- **WORK TO DO**: Reproduce the records starting at the line that contains "jersey number 9." and ending at the last line of the records, keeping every line, requests included. In the answers, multiply each x and y coordinate by 2.1 and round it to a whole number, with halves rounded up.

>> Start

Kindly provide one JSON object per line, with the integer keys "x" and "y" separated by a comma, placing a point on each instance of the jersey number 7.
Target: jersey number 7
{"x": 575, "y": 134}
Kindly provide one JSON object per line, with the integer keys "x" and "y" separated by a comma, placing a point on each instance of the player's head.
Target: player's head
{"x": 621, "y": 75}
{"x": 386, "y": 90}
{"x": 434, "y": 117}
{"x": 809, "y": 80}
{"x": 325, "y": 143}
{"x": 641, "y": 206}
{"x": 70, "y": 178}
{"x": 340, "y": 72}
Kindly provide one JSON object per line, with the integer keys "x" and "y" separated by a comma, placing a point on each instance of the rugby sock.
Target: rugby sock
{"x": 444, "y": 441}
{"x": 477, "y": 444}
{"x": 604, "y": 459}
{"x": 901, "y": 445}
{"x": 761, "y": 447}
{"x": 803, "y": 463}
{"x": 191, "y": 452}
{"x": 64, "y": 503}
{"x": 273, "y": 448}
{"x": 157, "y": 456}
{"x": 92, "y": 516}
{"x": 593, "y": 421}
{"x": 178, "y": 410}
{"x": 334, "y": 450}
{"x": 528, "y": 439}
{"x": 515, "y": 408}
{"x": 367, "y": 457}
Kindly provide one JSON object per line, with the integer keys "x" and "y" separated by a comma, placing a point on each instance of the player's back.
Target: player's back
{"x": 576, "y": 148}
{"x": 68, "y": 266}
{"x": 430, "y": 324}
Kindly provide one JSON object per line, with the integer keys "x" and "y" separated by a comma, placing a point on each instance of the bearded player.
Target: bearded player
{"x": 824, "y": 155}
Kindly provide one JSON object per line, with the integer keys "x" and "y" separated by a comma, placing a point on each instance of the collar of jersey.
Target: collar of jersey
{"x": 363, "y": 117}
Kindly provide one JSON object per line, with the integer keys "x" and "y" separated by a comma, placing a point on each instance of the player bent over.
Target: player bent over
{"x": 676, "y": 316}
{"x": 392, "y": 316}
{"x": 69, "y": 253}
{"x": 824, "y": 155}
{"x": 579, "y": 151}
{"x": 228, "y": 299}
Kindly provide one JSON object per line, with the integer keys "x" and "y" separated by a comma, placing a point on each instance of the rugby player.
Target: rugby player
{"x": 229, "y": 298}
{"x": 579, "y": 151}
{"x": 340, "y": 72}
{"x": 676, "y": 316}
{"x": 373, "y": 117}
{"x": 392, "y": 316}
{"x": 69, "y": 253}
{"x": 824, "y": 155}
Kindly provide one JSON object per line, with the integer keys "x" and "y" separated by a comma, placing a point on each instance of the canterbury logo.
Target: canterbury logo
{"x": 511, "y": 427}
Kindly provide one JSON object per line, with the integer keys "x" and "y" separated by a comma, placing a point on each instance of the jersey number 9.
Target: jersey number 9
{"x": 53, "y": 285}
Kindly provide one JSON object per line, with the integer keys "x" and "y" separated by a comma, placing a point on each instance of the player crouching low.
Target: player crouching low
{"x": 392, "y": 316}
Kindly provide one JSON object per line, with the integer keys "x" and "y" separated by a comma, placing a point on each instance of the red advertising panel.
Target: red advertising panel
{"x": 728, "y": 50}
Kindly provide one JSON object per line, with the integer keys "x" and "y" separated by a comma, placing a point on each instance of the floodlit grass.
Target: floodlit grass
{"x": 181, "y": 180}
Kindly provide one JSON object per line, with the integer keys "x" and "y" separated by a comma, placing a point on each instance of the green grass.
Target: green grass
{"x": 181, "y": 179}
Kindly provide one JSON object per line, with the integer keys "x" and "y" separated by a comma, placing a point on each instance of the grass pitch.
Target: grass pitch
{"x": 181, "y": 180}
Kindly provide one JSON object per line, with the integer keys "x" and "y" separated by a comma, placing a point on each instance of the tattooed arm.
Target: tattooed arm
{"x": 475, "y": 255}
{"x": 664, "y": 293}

>> End

- **RIGHT ANSWER**:
Kindly provide one JSON object per line, with the integer keys "x" and "y" separated by a comma, placing a point on each instance of the jersey number 9.
Target: jersey number 9
{"x": 111, "y": 599}
Kindly provide one JSON object per line, with the integer keys "x" and "y" separated by a comma, placing a point on each instance of the player crouching low.
Target: player crouching low
{"x": 823, "y": 664}
Kindly provide one JSON object per line, with the integer keys "x" and "y" separated by a comma, placing a point on each instance of the red advertising panel.
Target: red advertising panel
{"x": 1529, "y": 105}
Kindly provide one JSON object per line, with the integer keys "x" and "y" separated by a comma, placing a point on each instance of the floodlit grass.
Target: floodlit grass
{"x": 380, "y": 378}
Kindly provide one JSON object per line, with the integer keys "x" and "y" separated by a comma, placing a point on each instance of the green grass.
Target: green grass
{"x": 380, "y": 376}
Kindly provide one JSON object per line, with the integer keys "x" and "y" separated by a comma, placing a point on each instance of the grass pitch.
Target: grass pitch
{"x": 380, "y": 378}
Kindly provide one JSON object per line, with the integer keys "x" and "y" separated by a comma, placing a point on each instance of the tattooed arm.
Target: tattooed arm
{"x": 998, "y": 536}
{"x": 1394, "y": 615}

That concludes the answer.